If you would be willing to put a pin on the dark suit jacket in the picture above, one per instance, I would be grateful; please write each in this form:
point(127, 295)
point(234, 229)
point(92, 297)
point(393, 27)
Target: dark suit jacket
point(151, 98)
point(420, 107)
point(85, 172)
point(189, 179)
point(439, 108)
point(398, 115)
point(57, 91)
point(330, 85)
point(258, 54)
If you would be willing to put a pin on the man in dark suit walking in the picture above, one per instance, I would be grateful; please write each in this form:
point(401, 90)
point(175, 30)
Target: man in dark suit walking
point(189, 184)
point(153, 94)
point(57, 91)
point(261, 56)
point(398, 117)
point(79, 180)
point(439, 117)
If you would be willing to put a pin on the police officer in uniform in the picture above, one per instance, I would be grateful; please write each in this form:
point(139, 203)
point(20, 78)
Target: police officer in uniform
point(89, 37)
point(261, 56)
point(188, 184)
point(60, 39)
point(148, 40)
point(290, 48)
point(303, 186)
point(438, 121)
------------------------
_TASK REQUIREMENTS_: Please repeat all of the records above word for word, line by line.

_RESPONSE TO THIS TASK_:
If you would be willing to put a pin on the dark suit jacket in the picture above, one per instance, I would be grateful; please write each in this form:
point(127, 295)
point(234, 229)
point(92, 297)
point(393, 27)
Target: dark suit jacket
point(151, 98)
point(420, 107)
point(85, 172)
point(189, 179)
point(439, 108)
point(398, 115)
point(57, 91)
point(330, 85)
point(258, 54)
If you would be willing to put a pin on the man in dark suit walking in the picture above, one per instance, I would be grateful; please write each in this form:
point(401, 90)
point(175, 30)
Target: man in dark suit walking
point(189, 184)
point(153, 94)
point(57, 91)
point(261, 56)
point(398, 117)
point(79, 180)
point(439, 117)
If you would be willing to put a pin on the police officer in uniform in the picture above, one per instance, I would be grateful; please write each in this form:
point(139, 203)
point(20, 78)
Target: police officer in uniform
point(89, 37)
point(261, 56)
point(188, 184)
point(60, 39)
point(148, 40)
point(290, 48)
point(303, 186)
point(438, 121)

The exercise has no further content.